▶ [Task description]:
Beginning with the line where "Task: point: the side" appears, please restate each line of the records below word for word until the last one, inclusive, and nothing else.

▶ [Data listing]:

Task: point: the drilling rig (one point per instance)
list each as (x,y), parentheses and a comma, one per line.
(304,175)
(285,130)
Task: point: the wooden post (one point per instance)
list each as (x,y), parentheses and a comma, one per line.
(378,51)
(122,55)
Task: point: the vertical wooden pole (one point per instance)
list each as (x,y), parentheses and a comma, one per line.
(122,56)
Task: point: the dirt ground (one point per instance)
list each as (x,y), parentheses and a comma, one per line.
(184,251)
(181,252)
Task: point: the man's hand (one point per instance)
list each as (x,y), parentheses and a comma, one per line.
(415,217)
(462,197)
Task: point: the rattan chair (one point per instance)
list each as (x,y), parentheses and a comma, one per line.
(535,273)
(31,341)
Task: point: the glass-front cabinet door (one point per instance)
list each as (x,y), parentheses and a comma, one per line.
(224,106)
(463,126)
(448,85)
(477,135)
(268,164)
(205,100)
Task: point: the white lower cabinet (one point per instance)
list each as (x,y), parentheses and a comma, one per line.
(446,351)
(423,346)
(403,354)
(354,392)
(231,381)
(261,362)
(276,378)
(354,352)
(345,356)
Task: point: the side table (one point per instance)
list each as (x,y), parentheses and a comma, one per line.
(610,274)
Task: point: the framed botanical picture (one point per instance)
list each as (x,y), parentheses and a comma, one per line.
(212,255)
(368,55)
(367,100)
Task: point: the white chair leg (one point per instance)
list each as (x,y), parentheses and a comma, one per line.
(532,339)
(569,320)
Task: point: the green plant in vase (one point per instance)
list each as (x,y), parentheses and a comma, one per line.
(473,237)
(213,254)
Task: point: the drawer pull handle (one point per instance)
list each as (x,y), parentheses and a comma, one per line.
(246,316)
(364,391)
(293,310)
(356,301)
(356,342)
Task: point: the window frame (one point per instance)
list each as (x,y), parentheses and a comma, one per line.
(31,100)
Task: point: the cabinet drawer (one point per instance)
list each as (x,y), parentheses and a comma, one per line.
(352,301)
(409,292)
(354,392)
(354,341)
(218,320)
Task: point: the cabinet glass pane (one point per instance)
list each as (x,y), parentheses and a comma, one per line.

▶ [Solution below]:
Task: point: the side table (one point per instance)
list each as (x,y), parentheses and a comma, one per line.
(610,274)
Task: point: the framed botanical picture (one point per instance)
list each as (x,y), parentheses and a comma, one per line.
(212,255)
(368,55)
(367,100)
Task: point: the white chair leg (one point per instance)
list each as (x,y), parentheses and a comma, one per line.
(532,339)
(569,320)
Task: point: the green plant in vase (one point per instance)
list each as (x,y), parentheses and a comma, one per line.
(473,237)
(213,254)
Task: point: the drawer pull handle (one point per instance)
list each as (x,y), parentheses and a comma, one per line.
(246,316)
(364,391)
(293,310)
(356,301)
(356,342)
Task: point: the window frame (one point per instance)
list each as (x,y), parentheses and a comma, one per line.
(31,100)
Task: point: the cabinet drawer (one point per instance)
list each as (x,y), parentheses and a comma, one per line.
(352,301)
(409,292)
(354,392)
(354,341)
(218,320)
Task: point: the cabinet glass pane (one point per instance)
list each as (x,y), parentheses and a comma, one per line.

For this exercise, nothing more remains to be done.